##### Text #####

Falcon includes a built-in I-cache + D-cache simulator. As your program runs, you can watch the cache fill up, observe hits and misses in real time, and experiment with different configurations to understand their trade-offs.
Open the Cache tab for three subtabs:
- Stats — hit rate, miss count, RAM traffic, and cycle cost for each cache.
- View — a live map of every slot in the cache: which addresses are stored, which lines are dirty, and what the replacement policy is doing.
- Config — change size, line size, associativity, write policy, and latency parameters.
A cache is a small, fast memory that sits between the CPU and RAM. Instead of going all the way to RAM on every access, the processor checks the cache first.
- Hit — the data is already in the cache → fast (a few cycles)
- Miss — the data is not there → the processor loads an entire cache line from RAM → slow (dozens of cycles)
Caches are effective because programs tend to reuse data:
- Temporal locality — if you read an address, you'll likely read it again soon.
- Spatial locality — if you read address X, you'll likely read X+4, X+8, … soon (they share the same cache line).
Run cache_locality.fas with the default config to see both effects live.
The cache is divided into sets, each containing N ways (slots). When the CPU accesses an address:
- The address selects a specific set (a small group of slots).
- All N ways in that set are checked simultaneously for a match.
- Hit — found. Miss — not found: one slot is freed (eviction) and the new line is loaded from RAM.
Address → [ tag | set index | offset ]
↓
Set 5 → Way 0 | Way 1 | Way 2 | Way 3
check all 4 slots at once
- Offset — which byte within the line (depends on Line Size).
- Set index — which group of slots to look in (depends on number of sets).
- Tag — identifies which memory region the line came from.
You can see the tag (T:XXXX) and raw data bytes for every slot live in the View subtab.

#####

- [Problem description] Condense the paragraph of the cache simulator text that begins "Falcon includes a built-in" into a short bulleted list that keeps its main facts.

##### Supplied records #####

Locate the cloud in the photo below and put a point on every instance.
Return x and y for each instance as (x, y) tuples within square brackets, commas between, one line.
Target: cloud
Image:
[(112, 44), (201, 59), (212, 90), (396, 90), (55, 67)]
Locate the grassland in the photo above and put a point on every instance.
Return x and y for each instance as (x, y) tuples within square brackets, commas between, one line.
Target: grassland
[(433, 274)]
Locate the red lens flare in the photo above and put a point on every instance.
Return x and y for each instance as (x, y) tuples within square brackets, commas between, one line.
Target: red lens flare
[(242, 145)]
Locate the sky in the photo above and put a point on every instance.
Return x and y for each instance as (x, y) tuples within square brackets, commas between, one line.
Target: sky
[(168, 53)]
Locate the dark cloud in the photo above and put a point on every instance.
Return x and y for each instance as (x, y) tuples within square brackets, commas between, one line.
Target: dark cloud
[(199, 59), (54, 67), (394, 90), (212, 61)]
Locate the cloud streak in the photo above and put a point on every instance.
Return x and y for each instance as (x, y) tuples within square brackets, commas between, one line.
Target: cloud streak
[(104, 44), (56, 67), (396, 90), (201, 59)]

#####

- [Written solution]
- Falcon has a built-in simulator for an I-cache and a D-cache.
- While a program runs, you can watch the cache fill up.
- Hits and misses can be observed in real time.
- Different configurations can be tried to understand their trade-offs.